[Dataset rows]

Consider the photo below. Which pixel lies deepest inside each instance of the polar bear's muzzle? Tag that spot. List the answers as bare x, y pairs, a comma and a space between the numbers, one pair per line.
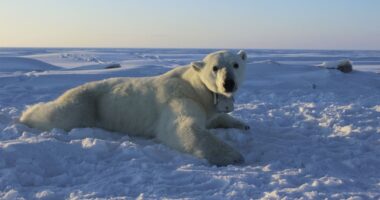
229, 85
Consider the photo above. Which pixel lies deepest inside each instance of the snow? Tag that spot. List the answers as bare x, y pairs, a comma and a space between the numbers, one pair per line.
315, 133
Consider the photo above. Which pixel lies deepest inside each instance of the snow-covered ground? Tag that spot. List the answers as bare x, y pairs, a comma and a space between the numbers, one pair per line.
315, 133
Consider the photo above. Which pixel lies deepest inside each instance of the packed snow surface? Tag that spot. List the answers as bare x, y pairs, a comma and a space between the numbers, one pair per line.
315, 132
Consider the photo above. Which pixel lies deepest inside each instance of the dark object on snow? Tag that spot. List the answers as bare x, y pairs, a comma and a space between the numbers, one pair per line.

Instructions for the task: Print the entries above word for word, with the answers included, and leave out the picture.

Right answer:
Consider the photo below. Which pixel lies deepest inside each instance of the polar bear's muzzle? Tag that spot. List the answers as bare x, y pairs, a comma and a space between the numbers, one pair per line.
229, 85
Consider the photo above. Which pixel lies deepest inside each instance of the snow? Tag that spot. List the answers as bare x, y pairs, a comma and a space between the numbers, one pair per line.
315, 133
Consider the photo above. Which pixel lies deepest inside each instance of the snow-covered ground? Tag that spot. List the answers as bare x, y pairs, a comma and a space between the numbers, one pair per line.
315, 133
Consider the photo above. Which pixel lies deepest inside each instance of the packed snow surface? Tag that spot. List the answers as bare x, y pairs, a comma and a space between the numbers, one pair per line.
315, 132
Consider the photo above. Which pixel lies deepest inside each instance of the dark object on snow? Tag that spot. List the answers as bare x, y pairs, a comma and a space between the numbers, one pair per line.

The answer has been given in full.